Records from a point labeling set:

______

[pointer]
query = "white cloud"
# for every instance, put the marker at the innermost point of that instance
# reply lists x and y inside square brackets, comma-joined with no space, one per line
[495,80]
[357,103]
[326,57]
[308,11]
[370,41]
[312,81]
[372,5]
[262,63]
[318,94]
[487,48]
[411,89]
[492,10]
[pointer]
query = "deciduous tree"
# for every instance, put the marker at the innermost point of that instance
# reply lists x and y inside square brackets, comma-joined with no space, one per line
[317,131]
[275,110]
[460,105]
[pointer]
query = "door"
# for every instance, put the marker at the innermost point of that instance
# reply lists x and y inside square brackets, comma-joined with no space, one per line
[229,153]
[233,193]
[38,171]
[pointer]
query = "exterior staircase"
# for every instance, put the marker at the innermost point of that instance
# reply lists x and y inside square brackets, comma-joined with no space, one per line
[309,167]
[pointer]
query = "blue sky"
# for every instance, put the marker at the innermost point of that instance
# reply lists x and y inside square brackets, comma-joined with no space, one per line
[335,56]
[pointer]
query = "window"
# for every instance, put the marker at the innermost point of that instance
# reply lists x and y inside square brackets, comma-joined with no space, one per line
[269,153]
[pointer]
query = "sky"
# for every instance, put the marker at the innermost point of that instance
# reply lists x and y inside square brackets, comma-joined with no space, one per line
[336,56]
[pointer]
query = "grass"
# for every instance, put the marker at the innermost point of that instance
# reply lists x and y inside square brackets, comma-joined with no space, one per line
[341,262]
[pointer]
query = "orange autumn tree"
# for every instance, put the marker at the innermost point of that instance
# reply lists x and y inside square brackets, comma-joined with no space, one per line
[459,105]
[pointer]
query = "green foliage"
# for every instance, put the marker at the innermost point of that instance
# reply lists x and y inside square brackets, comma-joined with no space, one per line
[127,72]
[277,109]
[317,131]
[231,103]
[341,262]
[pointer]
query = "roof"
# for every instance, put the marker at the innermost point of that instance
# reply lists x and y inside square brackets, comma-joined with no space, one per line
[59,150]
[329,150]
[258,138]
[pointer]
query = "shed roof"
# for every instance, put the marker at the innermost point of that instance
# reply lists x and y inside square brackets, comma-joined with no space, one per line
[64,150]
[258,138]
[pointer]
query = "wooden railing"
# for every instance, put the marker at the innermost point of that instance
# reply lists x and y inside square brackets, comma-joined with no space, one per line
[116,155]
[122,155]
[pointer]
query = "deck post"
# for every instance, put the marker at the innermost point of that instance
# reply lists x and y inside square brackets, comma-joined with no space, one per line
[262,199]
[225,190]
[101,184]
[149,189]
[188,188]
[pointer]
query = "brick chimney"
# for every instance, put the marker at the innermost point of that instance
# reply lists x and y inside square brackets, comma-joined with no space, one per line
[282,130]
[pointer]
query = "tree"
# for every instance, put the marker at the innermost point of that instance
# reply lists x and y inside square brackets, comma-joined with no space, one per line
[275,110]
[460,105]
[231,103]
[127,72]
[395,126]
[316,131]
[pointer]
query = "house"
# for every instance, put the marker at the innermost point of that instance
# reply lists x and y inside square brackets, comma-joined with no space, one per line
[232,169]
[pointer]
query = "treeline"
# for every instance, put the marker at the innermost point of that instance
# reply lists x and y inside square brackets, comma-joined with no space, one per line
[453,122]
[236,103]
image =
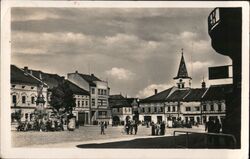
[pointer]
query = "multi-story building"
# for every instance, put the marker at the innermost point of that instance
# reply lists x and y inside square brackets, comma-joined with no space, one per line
[181,102]
[213,103]
[82,100]
[123,109]
[99,93]
[24,92]
[153,108]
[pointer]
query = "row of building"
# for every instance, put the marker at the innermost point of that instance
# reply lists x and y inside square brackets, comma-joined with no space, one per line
[94,102]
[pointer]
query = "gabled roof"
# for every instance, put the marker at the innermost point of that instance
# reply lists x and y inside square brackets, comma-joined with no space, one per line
[182,72]
[178,95]
[116,96]
[118,101]
[52,80]
[90,78]
[76,89]
[217,92]
[195,94]
[19,76]
[159,97]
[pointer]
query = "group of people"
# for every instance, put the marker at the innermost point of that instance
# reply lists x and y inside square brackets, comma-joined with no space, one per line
[158,128]
[213,125]
[45,124]
[131,127]
[103,126]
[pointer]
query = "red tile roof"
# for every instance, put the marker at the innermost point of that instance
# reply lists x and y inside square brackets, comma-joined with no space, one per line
[159,97]
[19,76]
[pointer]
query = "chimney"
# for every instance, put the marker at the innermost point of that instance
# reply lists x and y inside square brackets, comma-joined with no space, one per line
[25,69]
[155,91]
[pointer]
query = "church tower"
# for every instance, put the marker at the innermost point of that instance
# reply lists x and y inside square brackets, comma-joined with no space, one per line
[182,79]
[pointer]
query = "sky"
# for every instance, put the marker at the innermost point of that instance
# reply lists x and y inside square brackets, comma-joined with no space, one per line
[135,50]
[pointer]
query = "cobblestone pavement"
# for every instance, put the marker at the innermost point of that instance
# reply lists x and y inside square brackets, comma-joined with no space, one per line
[83,135]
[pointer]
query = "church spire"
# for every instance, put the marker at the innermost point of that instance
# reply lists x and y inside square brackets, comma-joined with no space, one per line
[182,77]
[182,72]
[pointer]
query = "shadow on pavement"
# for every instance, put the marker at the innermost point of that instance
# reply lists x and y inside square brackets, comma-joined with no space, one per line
[195,141]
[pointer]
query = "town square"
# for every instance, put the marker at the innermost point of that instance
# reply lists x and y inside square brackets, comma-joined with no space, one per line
[126,78]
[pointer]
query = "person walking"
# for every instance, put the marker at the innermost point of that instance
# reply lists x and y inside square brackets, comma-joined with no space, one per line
[127,126]
[210,128]
[217,127]
[210,125]
[135,127]
[102,128]
[131,127]
[162,128]
[153,128]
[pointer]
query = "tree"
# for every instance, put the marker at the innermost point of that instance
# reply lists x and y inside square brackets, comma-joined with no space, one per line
[62,98]
[17,115]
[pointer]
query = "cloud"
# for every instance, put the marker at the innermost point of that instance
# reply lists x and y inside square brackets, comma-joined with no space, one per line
[49,43]
[35,14]
[138,46]
[120,73]
[150,90]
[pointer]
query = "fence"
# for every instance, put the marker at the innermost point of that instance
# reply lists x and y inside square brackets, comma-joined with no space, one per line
[203,140]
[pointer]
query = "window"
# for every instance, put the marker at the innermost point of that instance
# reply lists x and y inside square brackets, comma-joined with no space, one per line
[204,107]
[161,109]
[212,107]
[197,108]
[169,108]
[93,101]
[104,113]
[32,100]
[14,99]
[102,102]
[23,99]
[173,108]
[219,107]
[188,109]
[93,90]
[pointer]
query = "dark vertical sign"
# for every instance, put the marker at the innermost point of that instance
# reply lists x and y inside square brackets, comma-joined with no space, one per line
[218,72]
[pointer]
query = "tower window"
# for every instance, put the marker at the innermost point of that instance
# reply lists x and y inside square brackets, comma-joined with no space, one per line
[23,99]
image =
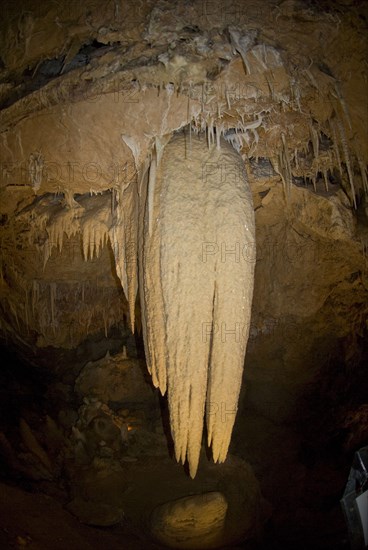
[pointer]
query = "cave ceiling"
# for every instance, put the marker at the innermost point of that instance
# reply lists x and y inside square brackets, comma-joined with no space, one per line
[90,91]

______

Exercise requirements: Make an exact copy of every record, pictures excluded.

The response:
[pointer]
query = "white cloud"
# for every instance, put the marker at the innermost point of that instance
# reply lists x and y inside square brackets, comma-joined with no space, one per line
[495,80]
[357,103]
[326,57]
[308,11]
[370,41]
[312,81]
[372,5]
[262,63]
[318,94]
[487,48]
[411,89]
[492,10]
[pointer]
query = "deciduous tree"
# for every instance, put the marker at the innermost point of that instance
# reply lists x and y inside square brackets, comma-joined with no space, one per line
[317,131]
[275,110]
[460,105]
[pointer]
query = "door"
# for every instance, put the marker at the innermost point of that instance
# reply lists x and y inside square brackets, comma-joined with no space, one per line
[229,153]
[233,193]
[38,171]
[pointer]
query = "exterior staircase"
# for every instance, put the marker at the innermost point of that instance
# reply lists x and y inside square brackets, comma-joined with no space, one per line
[309,167]
[pointer]
query = "blue sky"
# for every instance, put the marker at the innermost point of that instance
# reply lists x and y inside square brackets, comma-joined with no space, one per line
[335,56]
[pointer]
query = "window"
# for every instance, put the marker at the innermost point of that instance
# reply lists x and y inside square brackets, comma-joined with no space, one per line
[269,153]
[pointer]
query = "sky"
# for every instance, put the marker at the innermost point of that instance
# reply lists x and y inside square brackets, comma-joined with no space, one per line
[336,56]
[pointer]
query = "grass"
# for every instance, put the marker at the innermost point of that instance
# reply lists x and y inside square brackets, comma-joined with no space, one per line
[341,262]
[pointer]
query = "orange autumn tree"
# for every instance, put the marker at the innermost point of that instance
# reply lists x and y inside square brackets, comma-joined with no space, one per line
[459,105]
[pointer]
query = "green foliage"
# for every instance, put the marker at the innermost point of that instance
# reply lists x and y inside square brackets, comma-joined with no space, one per line
[127,72]
[277,109]
[317,131]
[231,103]
[341,262]
[pointer]
query = "roof"
# for every instance, put the marker at the innermost point of that instance
# reply lists x and y inside square brackets, comma-joined with no space, one per line
[59,150]
[329,150]
[258,138]
[pointer]
query = "shed roof"
# for every instance, put the marker at the innermost point of that instance
# reply lists x and y inside square brackets, comma-joined with no space, one per line
[64,150]
[258,138]
[pointer]
query = "wooden railing"
# for every instance, put the marker at the innermost point of that instance
# reply lists x and y inside square brackets, comma-joined with no space, one per line
[116,155]
[122,155]
[pointer]
query = "deck post"
# for every instance, put the marker at the innermost point of that instance
# reply lists x and y inside square brackets, comma-joined with no space, one per line
[262,199]
[225,190]
[101,184]
[149,189]
[188,188]
[pointer]
query = "brick chimney"
# for every instance, put the marker at the innermost point of that instance
# reply lists x and y inside square brackets, comma-joined with no space, one per line
[282,130]
[pointer]
query = "tree"
# for every instance, put the marker at the innermost point of that instance
# reply lists x and y inside square brackets, comma-joined with no space, one per line
[275,110]
[460,105]
[231,103]
[127,72]
[395,126]
[316,131]
[pointer]
query = "house"
# for every instance, put the marker at the innermost point of that instance
# reply lists x and y inside square brackets, comma-joined with no space, one per line
[232,169]
[pointer]
query = "treeline"
# for every instance, put the marker at the innermost point of that instance
# reply lists x and y inside square brackets, comma-joined with no space, one per line
[453,122]
[236,103]
image =
[pointer]
query = "multi-story building"
# for every instance, put the marker at the innermost point of that instance
# reply lists x and y inside square brackets, comma-joined with no space, one per line
[181,102]
[213,103]
[82,100]
[123,109]
[99,93]
[24,92]
[153,108]
[pointer]
query = "row of building"
# for every instance, put the marker at the innermost point of that instance
# reply lists x and y inside square brackets, comma-joined with no space, one per line
[94,102]
[pointer]
query = "gabled roof"
# for every instance, put the marker at the innermost point of that instance
# reply lists x and y inside square brackets, comma-joined with no space, one per line
[182,72]
[178,95]
[116,96]
[118,101]
[52,80]
[90,78]
[76,89]
[217,92]
[195,94]
[19,76]
[159,97]
[pointer]
query = "group of people"
# for every instance, put the marker at the innermost point of that instance
# reply lists x and y inside square brackets, comma-joined with no space, one per line
[158,128]
[213,125]
[45,124]
[131,127]
[103,126]
[pointer]
query = "red tile roof"
# for every instance, put the marker at the innermost point of that instance
# reply lists x and y inside square brackets, comma-joined with no space, one per line
[159,97]
[19,76]
[pointer]
query = "chimney"
# for every instance, put the marker at the innermost point of that instance
# reply lists x and y inside square brackets, comma-joined with no space, one per line
[25,69]
[155,91]
[pointer]
query = "church tower"
# for every instance, put the marker at the innermost point of that instance
# reply lists x and y inside square brackets, comma-joined with no space, one per line
[182,79]
[pointer]
query = "sky"
# for every instance, put the marker at the innermost point of that instance
# reply lists x and y inside square brackets, comma-joined with no space, one per line
[135,50]
[pointer]
query = "cobblestone pavement"
# for every instance, put the marker at the innermost point of that instance
# reply lists x and y inside square brackets, comma-joined with no space, one per line
[83,135]
[pointer]
query = "church spire"
# for every instance, put the marker at the innermost point of that instance
# reply lists x and y inside square brackets, comma-joined with no space, one per line
[182,77]
[182,72]
[pointer]
query = "shadow on pavement"
# for every instance, put the marker at the innermost point of that instance
# reply lists x and y inside square brackets, comma-joined with no space, one per line
[195,141]
[pointer]
query = "town square"
# for every instance, put the marker at the innermost point of that instance
# reply lists x and y inside square brackets, comma-joined with no space, one per line
[126,78]
[pointer]
query = "person walking"
# for every instance, put the marker at the innermost point of that instance
# reply lists x and y inside square brackets, comma-joined with no space, one per line
[127,126]
[210,128]
[217,127]
[210,125]
[135,127]
[102,128]
[131,127]
[162,128]
[153,128]
[pointer]
query = "tree"
# for every instance, put the marker at the innermost point of that instance
# reply lists x and y inside square brackets, comma-joined with no space, one per line
[62,98]
[17,115]
[pointer]
query = "cloud"
# for every instance, put the marker at the innermost point of that instance
# reply lists x and y inside square brackets, comma-joined with no space, one per line
[49,43]
[35,14]
[138,46]
[120,73]
[150,90]
[pointer]
query = "fence"
# for every instance, put the marker at the innermost point of that instance
# reply lists x and y inside square brackets, comma-joined with no space, one per line
[203,140]
[pointer]
query = "window"
# for every instance, put the marker at the innermost point of that instance
# reply lists x and y inside square brackets, comma-joined with no space, one per line
[204,107]
[161,109]
[212,107]
[197,108]
[169,108]
[93,101]
[104,113]
[32,100]
[14,99]
[102,102]
[23,99]
[173,108]
[219,107]
[188,109]
[93,90]
[pointer]
query = "dark vertical sign"
# for every instance, put the marker at the innermost point of that instance
# reply lists x and y inside square brackets, comma-joined with no space, one per line
[218,72]
[pointer]
query = "tower window"
# for every instance, put the marker at the innermost point of that instance
# reply lists x and y inside square brackets, comma-joined with no space, one per line
[23,99]
image =
[pointer]
query = "cave ceiling"
# for every instance, put the marker at the innermost point of that instance
# reply lists x and y inside square brackets, comma-joined with no space, one per line
[90,91]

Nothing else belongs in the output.